# Tarefa atribuída 1:
Redigite o trecho do texto selecionado começando em "Durante esse esforço, vivi" e terminando em "aqui no cerrado.".
# Tarefa atribuída 2:
Responda às perguntas abaixo com base no texto selecionado.
(a) Qual instituição os colegas pressionavam para acelerar a transferência para a cidade natal?
(b) Em que período a solidão é apontada como especialmente presente?
(c) Qual é o nome da pessoa que, segundo o texto, foi conhecida e ensinou que era possível amar de novo?

# Texto selecionado:
=-=-=

Confesso que estive a ponto de não aguentar mais. Sempre tive péssima impressão dos colegas que entraram comigo no concurso e, desde o primeiro dia, não fizeram outra coisa a não ser pressionar o Banco Central a acelerar a transferência para a cidade natal. Eu quis preservar uma certa obrigação moral de, pelo menos, tentar fazer o melhor onde eu estava. Dar uma chance para a nova casa e o novo trabalho que a vida me presenteara.
 Durante esse esforço, vivi o dilema de ter um ótimo trabalho, um ótimo salário, uma excelente qualidade de vida e, especialmente nos fins de semana, lidar com a solidão abissal brasiliense. Nunca tive problemas em relação a ficar sozinho. Na verdade sempre gostei. Não sou do tipo que namora por medo da ausência. Mas a falta dos meus amigos e da família, vira e mexe, mandava sua fatura. Se não tivesse conhecido a Vivi e aprendido, não sem certo sofrimento, que era possível amar de novo, e me sentir acolhido e cuidado, talvez não estivesse encarando mais uma seca aqui no cerrado.

=-=-=

# Listagem de dados:
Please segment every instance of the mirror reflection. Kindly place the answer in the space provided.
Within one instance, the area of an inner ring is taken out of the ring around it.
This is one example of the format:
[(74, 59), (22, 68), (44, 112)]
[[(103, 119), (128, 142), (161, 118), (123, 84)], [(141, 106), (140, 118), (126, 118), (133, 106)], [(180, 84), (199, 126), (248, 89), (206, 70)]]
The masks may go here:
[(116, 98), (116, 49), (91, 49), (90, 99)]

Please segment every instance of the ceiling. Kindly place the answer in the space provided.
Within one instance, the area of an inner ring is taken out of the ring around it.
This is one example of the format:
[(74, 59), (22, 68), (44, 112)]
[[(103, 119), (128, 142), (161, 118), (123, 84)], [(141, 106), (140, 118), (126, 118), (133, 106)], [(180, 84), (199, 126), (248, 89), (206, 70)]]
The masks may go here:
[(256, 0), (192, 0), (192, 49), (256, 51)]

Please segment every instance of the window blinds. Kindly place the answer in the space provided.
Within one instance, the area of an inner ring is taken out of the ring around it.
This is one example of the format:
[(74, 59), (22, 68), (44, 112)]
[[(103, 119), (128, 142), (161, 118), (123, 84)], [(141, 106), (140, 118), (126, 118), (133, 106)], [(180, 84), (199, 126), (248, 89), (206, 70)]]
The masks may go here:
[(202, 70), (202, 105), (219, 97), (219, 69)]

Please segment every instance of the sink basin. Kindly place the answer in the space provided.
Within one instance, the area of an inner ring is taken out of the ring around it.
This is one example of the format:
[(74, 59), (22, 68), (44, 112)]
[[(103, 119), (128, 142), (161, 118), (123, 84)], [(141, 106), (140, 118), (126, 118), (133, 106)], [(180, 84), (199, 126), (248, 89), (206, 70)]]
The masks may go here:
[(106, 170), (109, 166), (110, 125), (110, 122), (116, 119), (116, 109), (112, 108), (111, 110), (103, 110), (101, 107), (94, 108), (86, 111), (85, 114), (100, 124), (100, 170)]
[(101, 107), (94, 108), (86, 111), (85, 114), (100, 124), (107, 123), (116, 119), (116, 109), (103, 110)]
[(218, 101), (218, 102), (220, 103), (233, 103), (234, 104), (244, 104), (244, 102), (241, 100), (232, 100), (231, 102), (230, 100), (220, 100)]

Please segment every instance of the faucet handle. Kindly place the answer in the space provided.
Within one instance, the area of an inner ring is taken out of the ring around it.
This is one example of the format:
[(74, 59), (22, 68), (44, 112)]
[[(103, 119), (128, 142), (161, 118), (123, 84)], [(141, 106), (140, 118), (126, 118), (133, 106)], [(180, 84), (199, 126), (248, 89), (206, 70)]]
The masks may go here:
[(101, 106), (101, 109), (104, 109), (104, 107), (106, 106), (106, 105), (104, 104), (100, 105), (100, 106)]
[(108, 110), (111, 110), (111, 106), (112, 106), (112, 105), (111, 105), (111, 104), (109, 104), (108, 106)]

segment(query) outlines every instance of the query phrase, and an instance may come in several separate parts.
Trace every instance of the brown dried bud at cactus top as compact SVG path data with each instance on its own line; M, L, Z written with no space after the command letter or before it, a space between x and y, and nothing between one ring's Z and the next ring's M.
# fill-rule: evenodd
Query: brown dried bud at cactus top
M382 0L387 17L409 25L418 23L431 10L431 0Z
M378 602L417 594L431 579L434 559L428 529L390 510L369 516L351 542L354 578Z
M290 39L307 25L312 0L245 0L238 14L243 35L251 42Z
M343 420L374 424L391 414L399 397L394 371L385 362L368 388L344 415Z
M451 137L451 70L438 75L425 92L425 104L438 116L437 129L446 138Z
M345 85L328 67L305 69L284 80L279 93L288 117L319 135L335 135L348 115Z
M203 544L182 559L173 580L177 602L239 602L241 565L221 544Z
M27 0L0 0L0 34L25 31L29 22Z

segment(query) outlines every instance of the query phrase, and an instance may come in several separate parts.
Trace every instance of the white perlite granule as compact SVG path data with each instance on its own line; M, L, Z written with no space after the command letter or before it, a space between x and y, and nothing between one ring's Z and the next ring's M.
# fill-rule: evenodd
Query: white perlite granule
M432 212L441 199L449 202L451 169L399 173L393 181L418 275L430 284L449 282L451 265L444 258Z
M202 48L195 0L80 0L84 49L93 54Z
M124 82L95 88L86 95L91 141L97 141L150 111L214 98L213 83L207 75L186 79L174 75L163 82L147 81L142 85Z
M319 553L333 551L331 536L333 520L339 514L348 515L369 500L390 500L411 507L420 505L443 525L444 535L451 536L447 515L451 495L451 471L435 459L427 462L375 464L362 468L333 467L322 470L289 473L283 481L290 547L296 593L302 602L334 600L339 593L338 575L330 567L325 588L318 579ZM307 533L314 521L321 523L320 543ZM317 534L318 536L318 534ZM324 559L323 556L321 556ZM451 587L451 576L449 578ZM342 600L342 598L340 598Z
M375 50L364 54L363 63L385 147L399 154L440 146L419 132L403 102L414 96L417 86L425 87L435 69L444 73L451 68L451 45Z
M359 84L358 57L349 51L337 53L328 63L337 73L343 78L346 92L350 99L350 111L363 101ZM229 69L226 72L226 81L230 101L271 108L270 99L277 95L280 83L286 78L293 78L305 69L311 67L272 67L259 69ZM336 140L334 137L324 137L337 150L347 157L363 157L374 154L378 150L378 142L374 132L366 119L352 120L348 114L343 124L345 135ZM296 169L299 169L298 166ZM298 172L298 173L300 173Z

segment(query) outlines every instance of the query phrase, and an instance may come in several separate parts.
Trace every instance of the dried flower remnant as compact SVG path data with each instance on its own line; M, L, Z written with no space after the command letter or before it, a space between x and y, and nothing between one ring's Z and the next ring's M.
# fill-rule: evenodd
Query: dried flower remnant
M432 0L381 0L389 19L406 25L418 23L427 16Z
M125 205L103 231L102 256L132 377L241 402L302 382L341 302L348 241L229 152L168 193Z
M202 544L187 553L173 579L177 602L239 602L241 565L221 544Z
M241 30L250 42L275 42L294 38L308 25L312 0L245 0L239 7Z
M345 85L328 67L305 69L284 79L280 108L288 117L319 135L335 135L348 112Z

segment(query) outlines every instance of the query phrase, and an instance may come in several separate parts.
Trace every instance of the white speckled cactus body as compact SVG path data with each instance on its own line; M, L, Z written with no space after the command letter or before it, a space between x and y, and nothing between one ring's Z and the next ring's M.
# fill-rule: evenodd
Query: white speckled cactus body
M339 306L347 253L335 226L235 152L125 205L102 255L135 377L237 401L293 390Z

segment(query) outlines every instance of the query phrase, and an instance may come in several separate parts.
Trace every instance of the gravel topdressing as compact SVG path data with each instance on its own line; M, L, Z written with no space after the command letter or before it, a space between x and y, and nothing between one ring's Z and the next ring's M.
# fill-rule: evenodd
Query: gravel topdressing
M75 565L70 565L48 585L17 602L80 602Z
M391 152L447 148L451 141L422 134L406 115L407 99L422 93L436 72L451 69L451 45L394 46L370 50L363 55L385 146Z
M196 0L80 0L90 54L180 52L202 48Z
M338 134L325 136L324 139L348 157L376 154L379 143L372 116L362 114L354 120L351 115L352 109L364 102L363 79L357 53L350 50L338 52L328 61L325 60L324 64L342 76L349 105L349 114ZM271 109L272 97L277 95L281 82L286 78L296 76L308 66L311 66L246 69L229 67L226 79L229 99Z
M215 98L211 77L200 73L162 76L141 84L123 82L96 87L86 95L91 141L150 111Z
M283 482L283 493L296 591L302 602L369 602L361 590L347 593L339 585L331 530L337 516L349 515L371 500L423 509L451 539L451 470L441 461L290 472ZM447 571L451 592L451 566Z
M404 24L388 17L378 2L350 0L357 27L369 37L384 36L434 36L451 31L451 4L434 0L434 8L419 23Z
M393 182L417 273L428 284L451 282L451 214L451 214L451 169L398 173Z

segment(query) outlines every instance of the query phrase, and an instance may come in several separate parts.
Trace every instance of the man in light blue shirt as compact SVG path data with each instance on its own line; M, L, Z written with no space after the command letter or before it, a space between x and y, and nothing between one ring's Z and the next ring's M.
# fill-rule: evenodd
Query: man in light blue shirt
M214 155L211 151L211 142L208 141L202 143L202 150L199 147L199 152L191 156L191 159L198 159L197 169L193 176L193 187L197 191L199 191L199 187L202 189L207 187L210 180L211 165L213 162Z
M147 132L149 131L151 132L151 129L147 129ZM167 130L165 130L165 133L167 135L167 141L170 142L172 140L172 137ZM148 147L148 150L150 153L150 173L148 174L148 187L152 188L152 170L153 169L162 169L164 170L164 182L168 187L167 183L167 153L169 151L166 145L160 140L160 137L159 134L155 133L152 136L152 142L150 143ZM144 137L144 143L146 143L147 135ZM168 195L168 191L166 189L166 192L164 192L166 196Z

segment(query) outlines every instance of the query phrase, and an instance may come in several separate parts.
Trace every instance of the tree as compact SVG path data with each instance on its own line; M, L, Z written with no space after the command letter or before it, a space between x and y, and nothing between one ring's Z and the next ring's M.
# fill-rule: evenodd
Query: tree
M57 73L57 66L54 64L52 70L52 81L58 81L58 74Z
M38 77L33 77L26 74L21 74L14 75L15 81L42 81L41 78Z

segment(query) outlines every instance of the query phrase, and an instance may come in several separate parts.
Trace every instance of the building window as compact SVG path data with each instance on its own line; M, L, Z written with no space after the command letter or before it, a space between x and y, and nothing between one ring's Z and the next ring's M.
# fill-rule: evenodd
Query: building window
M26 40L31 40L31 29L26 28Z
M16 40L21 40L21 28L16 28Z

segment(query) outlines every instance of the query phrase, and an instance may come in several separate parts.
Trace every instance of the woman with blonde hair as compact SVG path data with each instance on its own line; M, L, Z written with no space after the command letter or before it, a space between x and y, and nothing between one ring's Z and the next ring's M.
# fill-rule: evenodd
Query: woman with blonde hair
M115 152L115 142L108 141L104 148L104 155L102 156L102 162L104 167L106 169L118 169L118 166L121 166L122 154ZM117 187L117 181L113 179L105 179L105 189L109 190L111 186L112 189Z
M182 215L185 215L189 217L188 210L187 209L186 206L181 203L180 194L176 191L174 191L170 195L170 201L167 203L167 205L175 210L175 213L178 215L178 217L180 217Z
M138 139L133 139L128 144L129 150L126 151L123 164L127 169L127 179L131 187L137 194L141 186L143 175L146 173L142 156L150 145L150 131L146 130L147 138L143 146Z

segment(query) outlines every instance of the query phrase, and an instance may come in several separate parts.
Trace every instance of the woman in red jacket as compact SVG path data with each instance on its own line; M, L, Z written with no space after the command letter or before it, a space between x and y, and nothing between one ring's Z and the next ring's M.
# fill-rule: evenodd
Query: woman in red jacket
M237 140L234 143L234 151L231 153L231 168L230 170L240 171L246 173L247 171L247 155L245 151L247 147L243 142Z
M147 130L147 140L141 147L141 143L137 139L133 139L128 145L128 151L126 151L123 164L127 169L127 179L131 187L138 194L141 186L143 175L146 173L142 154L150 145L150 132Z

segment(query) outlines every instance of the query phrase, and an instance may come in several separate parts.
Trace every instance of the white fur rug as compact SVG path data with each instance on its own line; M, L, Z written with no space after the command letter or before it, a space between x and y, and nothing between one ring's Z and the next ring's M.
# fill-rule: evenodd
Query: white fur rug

=-=-=

# Resposta 1:
Durante esse esforço, vivi o dilema de ter um ótimo trabalho, um ótimo salário, uma excelente qualidade de vida e, especialmente nos fins de semana, lidar com a solidão abissal brasiliense. Nunca tive problemas em relação a ficar sozinho. Na verdade sempre gostei. Não sou do tipo que namora por medo da ausência. Mas a falta dos meus amigos e da família, vira e mexe, mandava sua fatura. Se não tivesse conhecido a Vivi e aprendido, não sem certo sofrimento, que era possível amar de novo, e me sentir acolhido e cuidado, talvez não estivesse encarando mais uma seca aqui no cerrado.

# Resposta 2:
(a) O Banco Central.
(b) Nos fins de semana.
(c) Vivi.